▶ _WHAT TO WORK ON_
Please report each line of the material below that contains the string "hair". Case matters.

--- Begin SOURCE MATERIAL ---

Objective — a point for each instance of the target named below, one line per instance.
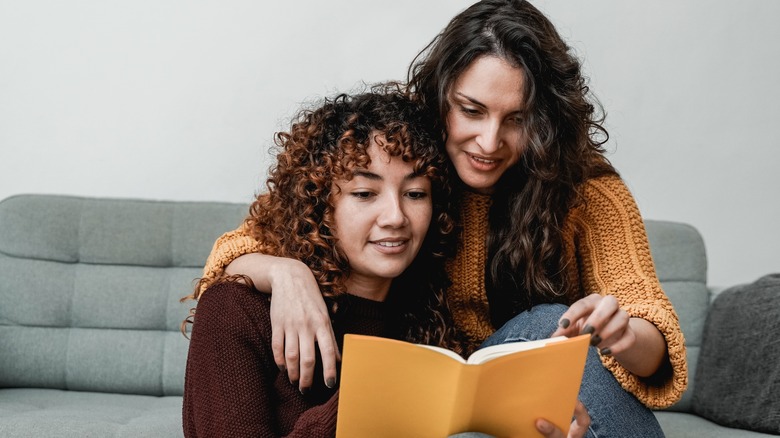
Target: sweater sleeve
(227, 248)
(614, 258)
(232, 385)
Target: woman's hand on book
(578, 429)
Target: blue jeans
(614, 412)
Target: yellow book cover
(392, 388)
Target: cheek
(420, 218)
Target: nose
(392, 214)
(489, 138)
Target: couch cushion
(684, 425)
(90, 290)
(738, 378)
(50, 413)
(681, 264)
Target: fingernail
(544, 426)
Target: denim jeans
(614, 412)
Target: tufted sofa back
(90, 289)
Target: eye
(517, 120)
(417, 194)
(362, 194)
(471, 112)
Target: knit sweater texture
(607, 238)
(233, 387)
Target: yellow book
(393, 388)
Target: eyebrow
(375, 177)
(478, 103)
(470, 99)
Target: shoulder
(229, 303)
(607, 195)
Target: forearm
(645, 356)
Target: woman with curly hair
(359, 194)
(551, 240)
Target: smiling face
(381, 217)
(484, 122)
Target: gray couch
(90, 313)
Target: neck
(370, 289)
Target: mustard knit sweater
(607, 237)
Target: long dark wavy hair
(563, 128)
(294, 217)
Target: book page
(488, 353)
(444, 351)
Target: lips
(483, 163)
(390, 246)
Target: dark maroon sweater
(233, 387)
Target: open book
(392, 388)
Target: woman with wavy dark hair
(551, 239)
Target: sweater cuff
(666, 394)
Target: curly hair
(294, 217)
(565, 136)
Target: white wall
(175, 99)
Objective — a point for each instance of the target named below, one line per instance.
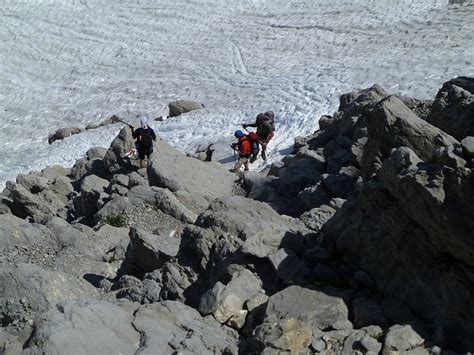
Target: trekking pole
(122, 121)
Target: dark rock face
(409, 225)
(453, 108)
(115, 160)
(358, 242)
(63, 133)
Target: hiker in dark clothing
(145, 137)
(244, 149)
(265, 129)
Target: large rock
(33, 182)
(428, 235)
(87, 327)
(311, 307)
(453, 108)
(262, 230)
(225, 302)
(63, 133)
(170, 205)
(182, 106)
(117, 206)
(391, 125)
(92, 194)
(148, 252)
(27, 290)
(171, 169)
(170, 327)
(115, 160)
(401, 338)
(37, 206)
(285, 336)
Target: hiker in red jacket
(244, 149)
(265, 124)
(145, 137)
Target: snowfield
(75, 62)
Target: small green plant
(115, 219)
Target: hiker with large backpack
(145, 137)
(265, 124)
(244, 148)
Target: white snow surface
(70, 63)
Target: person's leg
(141, 156)
(239, 164)
(264, 148)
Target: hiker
(265, 123)
(244, 149)
(145, 137)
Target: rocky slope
(358, 243)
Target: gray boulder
(54, 171)
(92, 194)
(182, 106)
(239, 216)
(171, 326)
(225, 302)
(64, 133)
(117, 206)
(62, 186)
(135, 179)
(173, 170)
(115, 160)
(146, 291)
(468, 146)
(27, 290)
(368, 312)
(147, 252)
(96, 152)
(453, 108)
(421, 108)
(33, 182)
(37, 206)
(285, 336)
(288, 267)
(311, 307)
(170, 205)
(391, 125)
(401, 338)
(365, 340)
(86, 327)
(317, 217)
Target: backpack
(270, 118)
(254, 143)
(146, 140)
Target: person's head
(260, 118)
(238, 134)
(143, 121)
(270, 114)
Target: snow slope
(74, 62)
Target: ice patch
(75, 62)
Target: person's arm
(270, 136)
(245, 125)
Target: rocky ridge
(358, 243)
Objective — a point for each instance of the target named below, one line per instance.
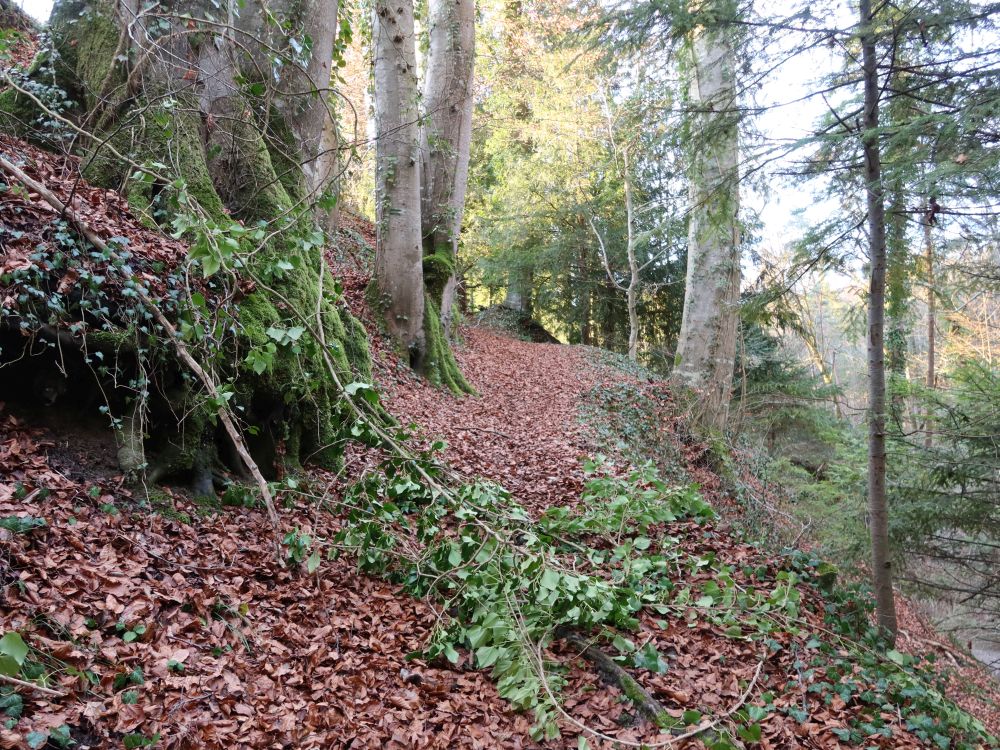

--- End SOURCE MATERIAL ---

▶ _SOLUTION FOR THIS TASK_
Target: woman with curly hair
Target: long dark wavy hair
Target: woman with wavy dark hair
Target: curly hair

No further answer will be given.